*Aim of the exercise*.
From the records below, copy each line that has the word "dark" in it.

***** Information *****

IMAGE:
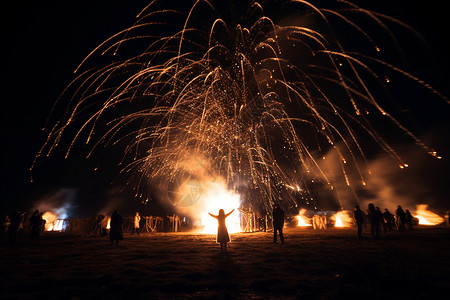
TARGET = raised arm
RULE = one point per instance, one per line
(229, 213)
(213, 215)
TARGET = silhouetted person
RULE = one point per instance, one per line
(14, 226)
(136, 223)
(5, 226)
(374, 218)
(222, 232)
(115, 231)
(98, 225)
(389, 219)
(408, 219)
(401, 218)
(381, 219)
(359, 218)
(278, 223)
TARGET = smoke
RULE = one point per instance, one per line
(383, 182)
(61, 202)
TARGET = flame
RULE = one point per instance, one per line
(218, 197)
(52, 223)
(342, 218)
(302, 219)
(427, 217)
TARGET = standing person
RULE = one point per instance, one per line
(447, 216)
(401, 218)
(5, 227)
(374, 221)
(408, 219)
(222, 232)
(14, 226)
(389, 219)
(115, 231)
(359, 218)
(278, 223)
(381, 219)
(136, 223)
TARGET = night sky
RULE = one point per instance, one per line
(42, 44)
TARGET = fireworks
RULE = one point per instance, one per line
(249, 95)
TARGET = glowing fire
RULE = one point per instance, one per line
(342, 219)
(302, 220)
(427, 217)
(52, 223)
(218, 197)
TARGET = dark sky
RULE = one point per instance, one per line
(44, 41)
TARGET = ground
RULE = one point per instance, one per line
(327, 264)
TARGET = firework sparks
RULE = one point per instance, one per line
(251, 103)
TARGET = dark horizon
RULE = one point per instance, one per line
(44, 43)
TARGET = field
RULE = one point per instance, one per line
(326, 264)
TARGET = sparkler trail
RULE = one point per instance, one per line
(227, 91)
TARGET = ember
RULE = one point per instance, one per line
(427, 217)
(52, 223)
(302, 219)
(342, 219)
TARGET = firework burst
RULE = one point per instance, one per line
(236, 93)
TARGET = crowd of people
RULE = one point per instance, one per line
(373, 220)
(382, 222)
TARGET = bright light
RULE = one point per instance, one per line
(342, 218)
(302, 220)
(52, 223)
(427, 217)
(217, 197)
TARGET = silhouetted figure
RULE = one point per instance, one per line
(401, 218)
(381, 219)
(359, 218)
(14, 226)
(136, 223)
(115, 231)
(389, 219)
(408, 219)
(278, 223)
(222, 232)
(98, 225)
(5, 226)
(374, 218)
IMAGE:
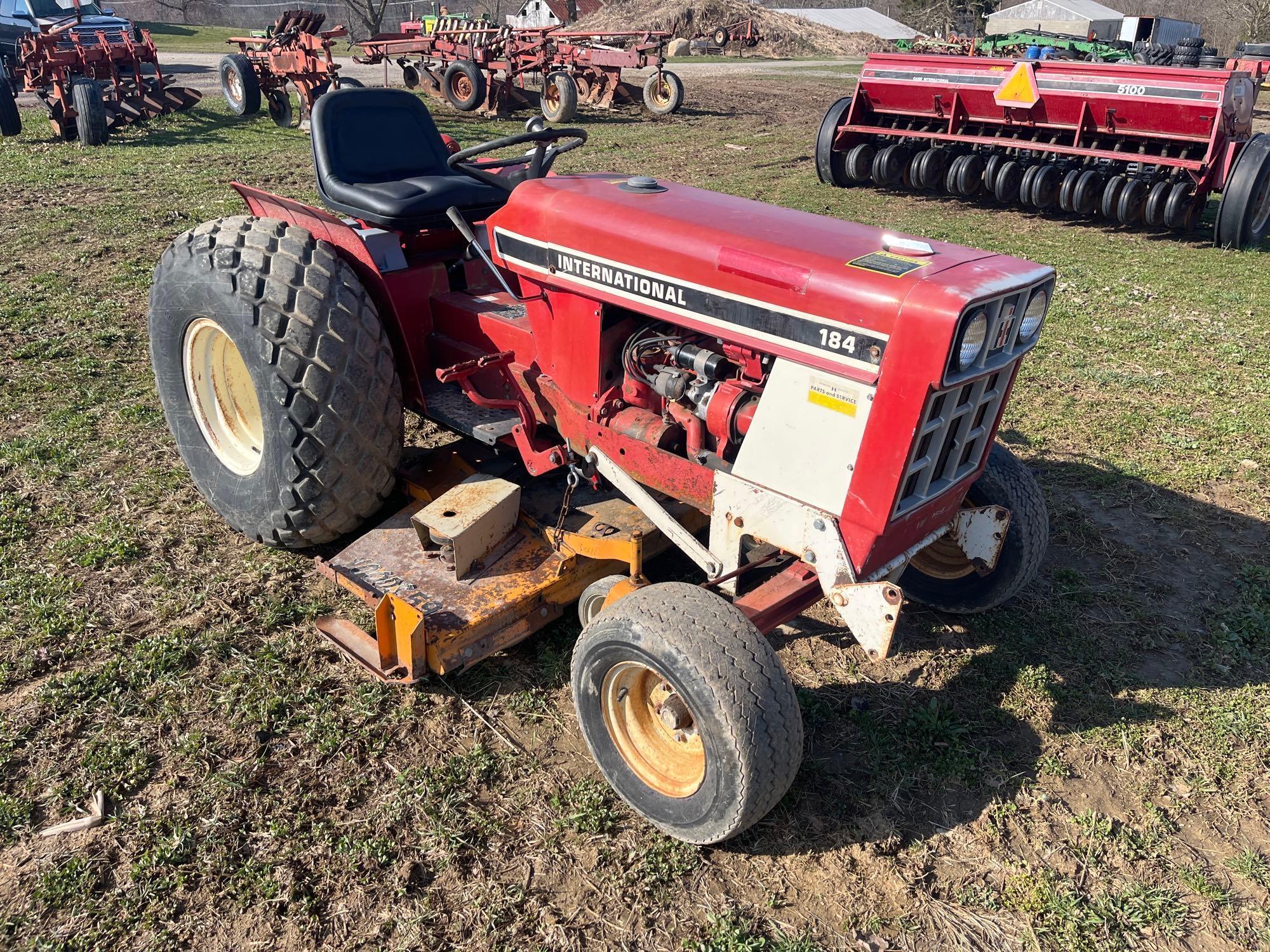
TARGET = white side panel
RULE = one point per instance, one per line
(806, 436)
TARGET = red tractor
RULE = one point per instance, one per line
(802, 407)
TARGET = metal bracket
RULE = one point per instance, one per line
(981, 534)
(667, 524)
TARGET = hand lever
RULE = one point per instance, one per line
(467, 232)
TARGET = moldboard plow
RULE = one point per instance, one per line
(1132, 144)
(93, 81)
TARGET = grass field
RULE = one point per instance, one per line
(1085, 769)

*****

*Task result*.
TARGET = dark sky
TARGET = dark horizon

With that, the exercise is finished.